Work instructions: Reproduce all of the records below, swapping every "multiple" for "several" and leaving everything else unchanged.

>> BEGIN Extracted records

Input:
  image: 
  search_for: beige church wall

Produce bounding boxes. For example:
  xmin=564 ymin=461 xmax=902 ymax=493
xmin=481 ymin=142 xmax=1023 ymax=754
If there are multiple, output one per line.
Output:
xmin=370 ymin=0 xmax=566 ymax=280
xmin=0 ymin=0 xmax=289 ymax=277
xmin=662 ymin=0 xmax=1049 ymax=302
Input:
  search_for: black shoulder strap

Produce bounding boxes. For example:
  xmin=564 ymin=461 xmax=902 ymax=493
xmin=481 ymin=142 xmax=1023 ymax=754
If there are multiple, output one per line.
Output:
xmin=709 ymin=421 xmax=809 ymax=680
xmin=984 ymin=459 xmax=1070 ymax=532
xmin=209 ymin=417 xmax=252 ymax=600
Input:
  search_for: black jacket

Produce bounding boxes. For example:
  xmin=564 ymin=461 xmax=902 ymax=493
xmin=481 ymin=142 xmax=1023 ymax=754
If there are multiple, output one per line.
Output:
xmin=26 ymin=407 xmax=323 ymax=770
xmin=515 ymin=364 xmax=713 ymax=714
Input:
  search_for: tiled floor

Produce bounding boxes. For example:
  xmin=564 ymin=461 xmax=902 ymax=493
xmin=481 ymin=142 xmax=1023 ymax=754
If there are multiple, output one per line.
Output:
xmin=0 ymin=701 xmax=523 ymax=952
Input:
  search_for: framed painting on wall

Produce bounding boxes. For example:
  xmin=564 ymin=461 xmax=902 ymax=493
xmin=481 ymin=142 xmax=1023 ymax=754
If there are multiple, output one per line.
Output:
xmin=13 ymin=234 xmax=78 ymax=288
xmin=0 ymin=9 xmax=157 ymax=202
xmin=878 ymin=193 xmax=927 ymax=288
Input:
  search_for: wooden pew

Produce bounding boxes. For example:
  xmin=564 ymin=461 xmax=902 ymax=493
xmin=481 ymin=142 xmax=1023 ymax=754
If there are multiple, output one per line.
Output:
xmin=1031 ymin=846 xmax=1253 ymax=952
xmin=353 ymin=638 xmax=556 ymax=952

>> END Extracted records

Solved problem:
Input:
  image: 
  search_for: beige church wall

Produce bounding boxes. For example:
  xmin=564 ymin=461 xmax=902 ymax=493
xmin=481 ymin=142 xmax=1023 ymax=754
If there are several, output one per line.
Output:
xmin=370 ymin=0 xmax=566 ymax=280
xmin=0 ymin=0 xmax=289 ymax=277
xmin=662 ymin=0 xmax=1049 ymax=302
Input:
  search_for: black shoulder strap

Produce bounding boxes. For example:
  xmin=564 ymin=461 xmax=902 ymax=493
xmin=481 ymin=142 xmax=1023 ymax=754
If there are several, output one per line.
Output:
xmin=709 ymin=421 xmax=809 ymax=680
xmin=984 ymin=459 xmax=1070 ymax=532
xmin=209 ymin=417 xmax=252 ymax=600
Input:
  search_for: black jacket

Produce bounding boxes. For example:
  xmin=564 ymin=461 xmax=902 ymax=493
xmin=481 ymin=142 xmax=1023 ymax=754
If there are several, output one per line.
Output:
xmin=26 ymin=407 xmax=323 ymax=770
xmin=515 ymin=364 xmax=713 ymax=714
Input:
  search_for: tiled floor

Produce bounding boxes. For example:
  xmin=564 ymin=461 xmax=902 ymax=493
xmin=481 ymin=142 xmax=1023 ymax=754
If there are several, output one per line.
Output:
xmin=0 ymin=701 xmax=523 ymax=952
Input:
  search_for: framed painting on wall

Produce bounding boxes. For example:
  xmin=564 ymin=461 xmax=902 ymax=493
xmin=481 ymin=142 xmax=1023 ymax=754
If there are several, output one per line.
Output:
xmin=13 ymin=234 xmax=78 ymax=288
xmin=0 ymin=9 xmax=157 ymax=202
xmin=878 ymin=193 xmax=927 ymax=288
Input:
  search_for: wooden pew

Produce bounding boxes. For example:
  xmin=564 ymin=461 xmax=902 ymax=493
xmin=481 ymin=142 xmax=1023 ymax=754
If there are several, output one per line.
Output:
xmin=1031 ymin=846 xmax=1253 ymax=952
xmin=353 ymin=638 xmax=556 ymax=952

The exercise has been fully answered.